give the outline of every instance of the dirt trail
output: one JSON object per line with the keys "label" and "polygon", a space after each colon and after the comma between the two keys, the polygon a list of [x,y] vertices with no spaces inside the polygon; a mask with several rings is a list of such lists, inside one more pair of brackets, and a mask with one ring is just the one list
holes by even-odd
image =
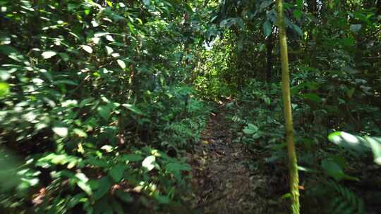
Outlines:
{"label": "dirt trail", "polygon": [[232,142],[226,113],[220,108],[211,114],[200,146],[190,157],[195,213],[282,213],[277,208],[279,200],[271,199],[272,176],[249,170],[248,163],[255,157],[245,145]]}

###

- PROMPT
Without the pictures, repeat the listing above exactly.

- ANSWER FOR THE TASK
give the outline of every instance of the dirt trail
output: one JSON object per line with the keys "label" and "polygon", a space after each colon and after the comma between the two keys, the polygon a list of [x,y] vertices with no spaces inside the polygon; a mask with several rings is a list of such lists, inside one more pair of brackets, and a mask with one ring is just the one list
holes by even-odd
image =
Outlines:
{"label": "dirt trail", "polygon": [[232,142],[226,113],[220,108],[211,114],[200,146],[190,157],[195,213],[282,213],[277,208],[279,200],[271,199],[272,176],[249,170],[248,163],[255,157],[245,145]]}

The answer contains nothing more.